Problem: Could you reproduce the lines below from the one with "river water shown in the photograph." through the one with "foliage shown in the photograph."? Keep both ends and add nothing.

Material supplied:
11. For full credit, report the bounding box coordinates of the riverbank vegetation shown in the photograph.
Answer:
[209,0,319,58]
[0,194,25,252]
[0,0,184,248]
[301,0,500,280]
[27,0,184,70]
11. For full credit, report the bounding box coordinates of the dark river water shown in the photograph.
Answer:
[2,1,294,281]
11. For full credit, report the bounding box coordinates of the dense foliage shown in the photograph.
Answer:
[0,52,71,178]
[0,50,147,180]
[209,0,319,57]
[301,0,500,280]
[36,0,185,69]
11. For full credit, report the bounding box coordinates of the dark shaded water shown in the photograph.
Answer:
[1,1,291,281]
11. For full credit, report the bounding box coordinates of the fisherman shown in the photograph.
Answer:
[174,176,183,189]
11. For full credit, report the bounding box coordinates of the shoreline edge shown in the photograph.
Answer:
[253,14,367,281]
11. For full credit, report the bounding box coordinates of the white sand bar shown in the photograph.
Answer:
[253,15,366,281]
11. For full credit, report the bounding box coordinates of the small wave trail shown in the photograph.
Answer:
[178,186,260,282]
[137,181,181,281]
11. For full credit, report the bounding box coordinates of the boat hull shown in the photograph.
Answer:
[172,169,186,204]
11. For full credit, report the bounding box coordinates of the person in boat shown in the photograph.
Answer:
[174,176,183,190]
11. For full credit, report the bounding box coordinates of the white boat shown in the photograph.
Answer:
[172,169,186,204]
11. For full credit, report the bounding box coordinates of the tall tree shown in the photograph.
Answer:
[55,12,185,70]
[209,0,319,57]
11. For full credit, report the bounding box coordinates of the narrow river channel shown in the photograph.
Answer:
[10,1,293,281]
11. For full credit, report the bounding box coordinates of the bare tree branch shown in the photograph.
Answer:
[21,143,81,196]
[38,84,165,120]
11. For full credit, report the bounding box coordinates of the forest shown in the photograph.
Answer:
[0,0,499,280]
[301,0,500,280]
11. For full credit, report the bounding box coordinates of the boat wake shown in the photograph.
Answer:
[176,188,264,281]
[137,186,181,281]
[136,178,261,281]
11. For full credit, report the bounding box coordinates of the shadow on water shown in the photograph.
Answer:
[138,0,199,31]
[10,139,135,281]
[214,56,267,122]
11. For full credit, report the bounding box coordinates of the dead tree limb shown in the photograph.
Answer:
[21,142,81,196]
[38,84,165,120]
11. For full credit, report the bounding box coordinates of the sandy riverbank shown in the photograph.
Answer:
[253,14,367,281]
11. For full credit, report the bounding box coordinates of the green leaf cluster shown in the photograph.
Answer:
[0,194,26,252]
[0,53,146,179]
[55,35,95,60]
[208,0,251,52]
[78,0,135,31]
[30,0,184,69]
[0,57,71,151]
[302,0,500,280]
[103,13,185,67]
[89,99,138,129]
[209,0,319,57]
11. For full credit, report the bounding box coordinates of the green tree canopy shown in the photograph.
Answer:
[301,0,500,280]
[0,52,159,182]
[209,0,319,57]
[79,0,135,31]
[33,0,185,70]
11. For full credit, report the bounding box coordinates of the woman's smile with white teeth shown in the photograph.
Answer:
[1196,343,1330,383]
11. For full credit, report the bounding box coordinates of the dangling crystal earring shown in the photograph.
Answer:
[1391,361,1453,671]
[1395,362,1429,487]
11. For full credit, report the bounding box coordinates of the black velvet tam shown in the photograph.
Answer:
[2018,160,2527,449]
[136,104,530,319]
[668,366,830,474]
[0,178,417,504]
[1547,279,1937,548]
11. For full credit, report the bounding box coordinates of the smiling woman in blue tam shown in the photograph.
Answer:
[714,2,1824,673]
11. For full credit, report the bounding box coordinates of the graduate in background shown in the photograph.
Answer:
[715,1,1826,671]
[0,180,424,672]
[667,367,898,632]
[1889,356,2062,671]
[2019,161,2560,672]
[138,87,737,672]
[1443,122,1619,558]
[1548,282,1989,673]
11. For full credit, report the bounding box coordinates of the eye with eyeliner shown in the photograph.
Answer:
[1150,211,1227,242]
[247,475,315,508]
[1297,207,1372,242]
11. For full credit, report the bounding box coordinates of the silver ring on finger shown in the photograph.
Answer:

Result below:
11. For full credit, report the bounding box coordinates of the dark river water shown in the photograph.
Answer:
[2,1,294,281]
11. For full credit, report the bounding box coordinates of the dense foliage shown in the photograph.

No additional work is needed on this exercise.